--- STUDY MATERIAL ---

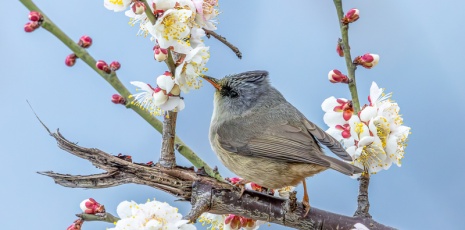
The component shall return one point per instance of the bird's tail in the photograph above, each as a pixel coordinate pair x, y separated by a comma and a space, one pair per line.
342, 166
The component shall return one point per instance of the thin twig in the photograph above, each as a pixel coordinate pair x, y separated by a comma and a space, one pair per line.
363, 201
224, 41
106, 217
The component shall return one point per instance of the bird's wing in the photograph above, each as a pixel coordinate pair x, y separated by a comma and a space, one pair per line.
327, 140
282, 142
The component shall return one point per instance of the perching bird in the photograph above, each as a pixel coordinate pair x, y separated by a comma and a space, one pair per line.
262, 138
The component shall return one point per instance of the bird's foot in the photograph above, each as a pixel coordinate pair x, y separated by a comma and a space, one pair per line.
307, 207
239, 183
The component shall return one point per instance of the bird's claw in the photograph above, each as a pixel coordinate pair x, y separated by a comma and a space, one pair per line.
307, 207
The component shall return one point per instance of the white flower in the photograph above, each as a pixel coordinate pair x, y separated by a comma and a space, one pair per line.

---

TASK OBJECTIVE:
Only the lines from the one containing "of the perching" through the end of the records above belong in the output, each exactly as it stands, both ends included.

EXPECTED ANSWER:
The component shall return one point per instance of the perching bird in the photograph above, each as a pixel coordinate pair x, y separated by a comma and a space, one pair per line.
262, 138
The component shall return one point per instance of the bird's foot in the photograph above, each as a pixel coordinate pair x, y separated by a comma and a space, one pair per line.
307, 207
239, 183
The component shall return one point per instance of the bird's claw in the photograph above, each as a pixel coordinate pair x, y separated by a comma and a space, one pair per line.
307, 207
The component shall return one point per instance of the white flower in the photograph above, each as a pixel coordinate pair x, y separated by a comma and a space, one pair per line.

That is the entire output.